TEKS –
________________

REPUBLIKA.CO.ID, BANGKOK -- Perang di Ukraina, persaingan kekuatan besar Asia, inflasi, dan kekurangan pangan dan energi menjadi agenda forum Asia-Pacific Economic Cooperation (APEC) di Bangkok, Thailand pada Jumat hingga Sabtu (18-19/11/2022). Para pemimpin dari forum beranggotakan 21 negara akan bertemu secara resmi dalam sesi tertutup.
Misi resmi APEC adalah untuk mempromosikan integrasi ekonomi regional. Sebagian besar bisnis yang dilakukan terjadi di sela-sela pertemuan puncak seperti pertemuan yang direncanakan antara Presiden China Xi Jinping dan Perdana Menteri Jepang Fumio Kishida.
Kedua kekuatan Asia ini memiliki sejarah hubungan yang tegang, warisan agresi Perang Dunia II dan kondisi diperparah dengan sengketa wilayah dan kekuatan militer China yang terus meningkat. Seorang juru bicara Kementerian Luar Negeri China Mao Ning mengatakan, pertemuan itu akan sangat penting.
Xi, Harris, dan Presiden Prancis Emmanuel Macron juga akan berbicara pada konferensi bisnis yang diadakan tepat sebelum pertemuan puncak yang sebagian besar tertutup untuk media.
“Pertemuan APEC tahun ini berlangsung di tengah bahaya ganda. Kita tidak perlu diingatkan tentang konflik keamanan yang parah yang tidak tahu seperti apa kemenangan itu. Sementara itu, dunia sedang menatap hiper inflasi yang digabungkan dengan resesi, rantai pasokan yang rusak dan kelangkaan serta bencana iklim,” kata Menteri Luar Negeri Thailand Don Pramudwinai dalam pembukaan pertemuan menteri luar negeri dan menteri perdagangan yang sedang mengerjakan draf pernyataan yang akan dirilis usai acara berakhir.
Sebelum Konferensi Tingat Tinggi (KTT) tersebut, para pejabat Thailand berharap dapat mengarahkan APEC menuju solusi jangka panjang di berbagai bidang, termasuk perubahan iklim, gangguan ekonomi, dan pemulihan yang goyah akibat pandemi.

________________

CUPLIKAN DATA –

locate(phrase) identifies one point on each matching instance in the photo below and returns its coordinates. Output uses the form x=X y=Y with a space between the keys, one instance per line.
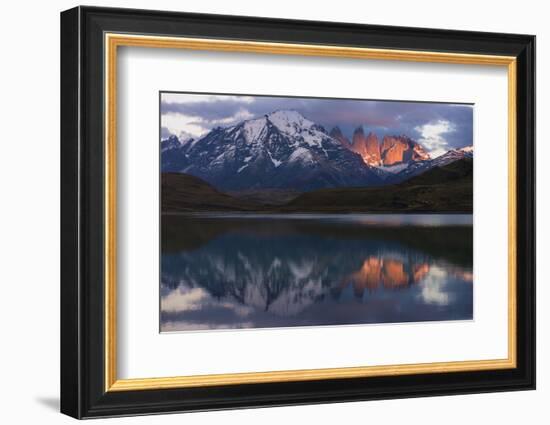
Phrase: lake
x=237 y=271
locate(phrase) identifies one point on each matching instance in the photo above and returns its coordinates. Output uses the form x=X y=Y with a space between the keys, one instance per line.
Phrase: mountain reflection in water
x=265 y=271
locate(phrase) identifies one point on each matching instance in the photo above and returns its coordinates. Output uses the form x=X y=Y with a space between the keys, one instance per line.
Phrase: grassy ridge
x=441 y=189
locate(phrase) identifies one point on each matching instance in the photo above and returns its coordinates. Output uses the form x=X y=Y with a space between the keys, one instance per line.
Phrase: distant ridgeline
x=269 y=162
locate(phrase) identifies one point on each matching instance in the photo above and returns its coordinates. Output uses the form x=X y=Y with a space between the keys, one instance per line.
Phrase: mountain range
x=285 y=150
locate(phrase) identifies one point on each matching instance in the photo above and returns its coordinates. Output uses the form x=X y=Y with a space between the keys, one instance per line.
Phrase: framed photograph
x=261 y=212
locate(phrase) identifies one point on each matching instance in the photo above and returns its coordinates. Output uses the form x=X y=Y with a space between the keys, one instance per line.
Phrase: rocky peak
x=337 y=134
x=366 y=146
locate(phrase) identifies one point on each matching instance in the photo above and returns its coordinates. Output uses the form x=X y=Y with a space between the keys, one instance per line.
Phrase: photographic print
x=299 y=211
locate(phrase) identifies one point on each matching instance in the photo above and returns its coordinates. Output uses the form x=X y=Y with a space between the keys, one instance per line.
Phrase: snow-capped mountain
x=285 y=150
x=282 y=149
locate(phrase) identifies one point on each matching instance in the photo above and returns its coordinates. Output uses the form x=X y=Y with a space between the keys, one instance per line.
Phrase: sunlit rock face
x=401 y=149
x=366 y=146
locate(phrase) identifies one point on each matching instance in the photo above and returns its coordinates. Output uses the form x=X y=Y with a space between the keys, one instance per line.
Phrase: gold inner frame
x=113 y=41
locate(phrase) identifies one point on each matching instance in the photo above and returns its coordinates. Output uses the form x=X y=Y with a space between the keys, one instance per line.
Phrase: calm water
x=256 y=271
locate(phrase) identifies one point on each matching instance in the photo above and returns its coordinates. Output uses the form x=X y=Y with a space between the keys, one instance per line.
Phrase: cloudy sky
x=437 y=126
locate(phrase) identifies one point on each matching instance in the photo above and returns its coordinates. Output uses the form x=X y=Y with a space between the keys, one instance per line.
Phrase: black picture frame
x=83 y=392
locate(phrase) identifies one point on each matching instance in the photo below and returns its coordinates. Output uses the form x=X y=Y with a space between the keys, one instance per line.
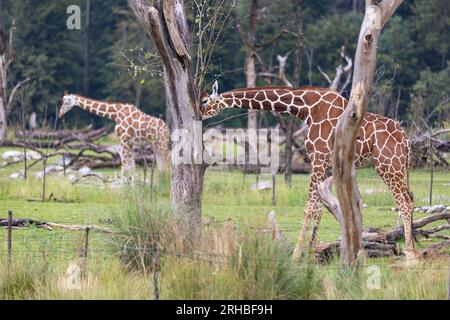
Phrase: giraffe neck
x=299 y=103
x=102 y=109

________________

SOAL –
Jawablah pertanyaan berikut berdasarkan teks.
1. Berapa jumlah negara anggota forum APEC?
2. Apa misi resmi APEC?
3. Siapa yang menyebut bahwa pertemuan APEC tahun ini berlangsung "di tengah bahaya ganda"?

JAWABAN –
1. 21 negara.
2. Mempromosikan integrasi ekonomi regional.
3. Menteri Luar Negeri Thailand Don Pramudwinai.